_Source text_
Upsetting the Balance of Power

Next up is Slithermuse. Sure it lacks the reliability and evasion of its Elemental cousin, Mulldrifter, but the upside of an evoked Slithermuse is considerably greater. Its leaves-play ability mimics Eighth Edition's Balance of Power, allowing you to draw anywhere from zero to infinite cards. It's high risk, high reward, but that's what you should expect if you're getting your ideas from a snake.

To get the most out of Slithermuse, you'll want to maximize the difference between the number of cards in your hand and the number of cards in your opponent's hand. That's obvious enough. There are plenty of ways to do this. You can discard your hand to Aquamoeba, for one thing. You can bounce a bunch of your opponent's permanents with Waterspout Elemental, for another. You can also do both of these things at once with cards like Linessa, Zephyr Mage and Turbulent Dreams. And that's precisely what I'm going to do. Of course, that'll let you draw a lot cards with Slithermuse, presumably, but you still need to win the game somehow. Dreamborn Muse is one possibility, since it also gets better as the gap between hand sizes widens. Plus it adds to any potential Muse theme. Instead, I'm going to go with Adamaro, First to Desire, the only "Maro" that cares about the number of cards in your opponent's hand. He's like a reusable Sudden Impact. Outside of the bounce, you can attempt to fill your opponent's hand with Shah of Naar Isle, which will not always work, but in that case you just got a 6/6 trampler on the cheap. You can also break your own Standstill, which is always fun when you have Black Vise–type effects in play. Synod Sanctum and Supreme Exemplar provide additional ways to make Slithermuse leave play. With Academy Ruins, you can bring your Sanctums back again and again.

_Excerpted data_
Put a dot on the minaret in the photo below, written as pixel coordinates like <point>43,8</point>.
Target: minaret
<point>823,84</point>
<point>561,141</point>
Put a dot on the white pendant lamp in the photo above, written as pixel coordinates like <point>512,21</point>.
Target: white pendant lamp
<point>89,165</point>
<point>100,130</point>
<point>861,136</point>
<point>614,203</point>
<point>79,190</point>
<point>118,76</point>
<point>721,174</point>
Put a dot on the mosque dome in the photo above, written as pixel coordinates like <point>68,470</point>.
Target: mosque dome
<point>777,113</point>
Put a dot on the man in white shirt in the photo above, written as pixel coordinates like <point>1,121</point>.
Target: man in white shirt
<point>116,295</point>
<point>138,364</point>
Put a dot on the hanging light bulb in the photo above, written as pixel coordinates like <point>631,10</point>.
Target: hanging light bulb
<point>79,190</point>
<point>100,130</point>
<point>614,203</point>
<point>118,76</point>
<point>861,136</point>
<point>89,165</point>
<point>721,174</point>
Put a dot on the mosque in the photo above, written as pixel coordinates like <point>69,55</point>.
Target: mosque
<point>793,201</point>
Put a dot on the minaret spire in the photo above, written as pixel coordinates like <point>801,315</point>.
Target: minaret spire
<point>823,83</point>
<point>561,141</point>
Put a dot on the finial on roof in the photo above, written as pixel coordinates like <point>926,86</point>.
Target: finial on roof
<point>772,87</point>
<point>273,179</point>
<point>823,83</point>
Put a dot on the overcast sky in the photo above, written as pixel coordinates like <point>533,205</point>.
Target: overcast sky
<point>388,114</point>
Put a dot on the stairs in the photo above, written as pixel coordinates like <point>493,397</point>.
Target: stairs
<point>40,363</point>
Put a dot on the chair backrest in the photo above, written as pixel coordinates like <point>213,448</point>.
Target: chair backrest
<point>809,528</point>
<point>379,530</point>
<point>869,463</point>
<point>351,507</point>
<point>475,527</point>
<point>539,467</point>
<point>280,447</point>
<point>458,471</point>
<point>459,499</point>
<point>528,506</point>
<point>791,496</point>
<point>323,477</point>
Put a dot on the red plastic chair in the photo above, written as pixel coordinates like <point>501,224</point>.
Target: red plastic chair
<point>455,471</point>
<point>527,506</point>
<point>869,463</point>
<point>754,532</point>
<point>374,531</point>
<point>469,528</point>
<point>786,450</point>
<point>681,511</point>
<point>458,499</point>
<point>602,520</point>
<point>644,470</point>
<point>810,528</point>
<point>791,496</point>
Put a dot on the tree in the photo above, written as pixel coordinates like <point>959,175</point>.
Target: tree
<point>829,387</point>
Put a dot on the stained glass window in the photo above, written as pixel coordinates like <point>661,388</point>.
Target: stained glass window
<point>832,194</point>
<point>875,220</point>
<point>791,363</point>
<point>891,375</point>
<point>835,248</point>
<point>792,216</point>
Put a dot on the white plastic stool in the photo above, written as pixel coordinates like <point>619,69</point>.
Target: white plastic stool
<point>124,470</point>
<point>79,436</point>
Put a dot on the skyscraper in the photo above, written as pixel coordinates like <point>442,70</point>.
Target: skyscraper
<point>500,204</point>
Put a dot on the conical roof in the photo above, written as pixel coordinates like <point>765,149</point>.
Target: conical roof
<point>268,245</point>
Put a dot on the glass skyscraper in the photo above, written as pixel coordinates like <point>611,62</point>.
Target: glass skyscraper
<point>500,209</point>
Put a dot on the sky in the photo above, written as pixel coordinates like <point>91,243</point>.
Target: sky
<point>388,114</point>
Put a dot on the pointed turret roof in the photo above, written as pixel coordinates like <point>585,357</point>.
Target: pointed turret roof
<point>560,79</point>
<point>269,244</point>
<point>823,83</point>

_What you will do_
From the Slithermuse text above, print the part that starts at the words "Upsetting the Balance" and stops after "from a snake.".

_The completed task_
Upsetting the Balance of Power

Next up is Slithermuse. Sure it lacks the reliability and evasion of its Elemental cousin, Mulldrifter, but the upside of an evoked Slithermuse is considerably greater. Its leaves-play ability mimics Eighth Edition's Balance of Power, allowing you to draw anywhere from zero to infinite cards. It's high risk, high reward, but that's what you should expect if you're getting your ideas from a snake.